#### Source text:
::::

Keelung, Taiwan. Steve’s hometown.

“I wasn’t a freeloader,” Steve said. “My mother paid my uncle out of courtesy, because my mom is my aunt’s younger sister. Technically speaking, my aunt wouldn’t have asked her sister to pay anything, but… that’s just how it went.” His aunt often ended her day in tears, despite being the ‘more reasonable, more logical’ one and sought Steve for comfort against his uncle’s hurtful accusations.

“I always had to be this person that I did not want to be […] I was always put in that position where I have to sort of compromise between them. I have to sort of appeal to my uncle because I want to stay in that house, I wanna finish my high school. But I always have to comfort my aunt […] I would always have to analyze things for her. ‘Oh, things will get better because our uncle had this kind of background, that’s how he became the man he is today,’ this and that.”

It’s noteworthy to mention that in traditional Chinese culture, the eldest male in the family receives the most pressure to succeed financially and to carry on the family name. He had to face exceedingly high expectations for ‘success’, determined by the amount of wealth and prestige one can generate, both from his family and himself. This building accumulation of expectation snowballed in college, when he ultimately “shattered” against the weight of expectation.


“So I always had this expectation of myself right? And this expectation was that I could pick myself back up […] I’m an Aquarius, the one with the vase. It was like I would break and have to piece myself back together again with glue, but it wouldn’t really hold.”

SH: So you took those feelings and went to college.

ST: […] I wanted to make myself feel worthy again. I wanted to try my best to get involved with student organizations, and I think I did a good job of it. […] No one took the time to call me, to text me, or even Facebook message me. Well, a few of my cousins did.

I didn’t feel like just lounging at a person and telling them all my issues. Again, this sounds ironic because I already threw it on Facebook. I’m already trying to make it someone else’s business, but there’s this guilt inside of me that I feel like if I were to trouble somebody with this–

SH: It’s not their burden to carry.

ST: Right, and I would owe them something… For the most part, they were like, ‘do you want to talk about it? do you want to meet up this weekend?’ and all I did was, ‘it’s okay, don’t worry it, I’ll be fine soon enough.’ Lies, lies, lies.


The next day after Steve made his first Facebook post, he realized that it might’ve been a mistake when some of his friends acted differently towards him. “Is it completely going to change my image in front of people?”Steve reflected out loud. “And it did. I had someone ask me if I was bipolar… like they didn’t believe I was depressed, because I didn’t act like it. They thought it was a joke.

::::

#### Extracted records:
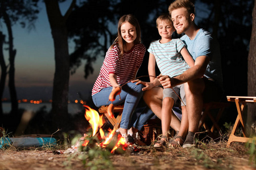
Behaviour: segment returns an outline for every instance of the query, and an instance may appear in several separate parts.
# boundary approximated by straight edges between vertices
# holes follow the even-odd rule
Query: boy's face
[[[164,20],[160,21],[158,29],[160,36],[164,39],[171,39],[172,33],[175,31],[171,22],[167,23]]]
[[[172,20],[177,33],[185,33],[189,28],[193,18],[189,17],[187,10],[184,8],[177,8],[171,14]]]

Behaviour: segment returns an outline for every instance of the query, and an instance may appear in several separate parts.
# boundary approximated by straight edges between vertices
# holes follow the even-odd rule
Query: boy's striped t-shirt
[[[179,39],[172,39],[164,44],[156,40],[150,44],[148,51],[155,56],[162,74],[174,77],[190,68],[180,54],[185,44]]]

::::

#### Explore the material:
(A) For each statement, say yes or no based on the Steve interview, and quote the exact words that decide it. (i) Steve's mother paid his uncle. (ii) Steve's aunt is his mother's younger sister. (iii) Steve calls himself an Aquarius.
(B) Write out the passage of the Steve interview between "I didn’t feel" and "burden to carry.", inclusive.
(C) Name every kind of relative that Steve mentions in the Steve interview.
The listing has no connection to the Steve interview.

#### Response list:
(A)
(i) Yes: "My mother paid my uncle out of courtesy"
(ii) No: "my mom is my aunt’s younger sister"
(iii) Yes: "I’m an Aquarius, the one with the vase."

(B)
I didn’t feel like just lounging at a person and telling them all my issues. Again, this sounds ironic because I already threw it on Facebook. I’m already trying to make it someone else’s business, but there’s this guilt inside of me that I feel like if I were to trouble somebody with this–

SH: It’s not their burden to carry.

(C) mother (mom), uncle, aunt, cousins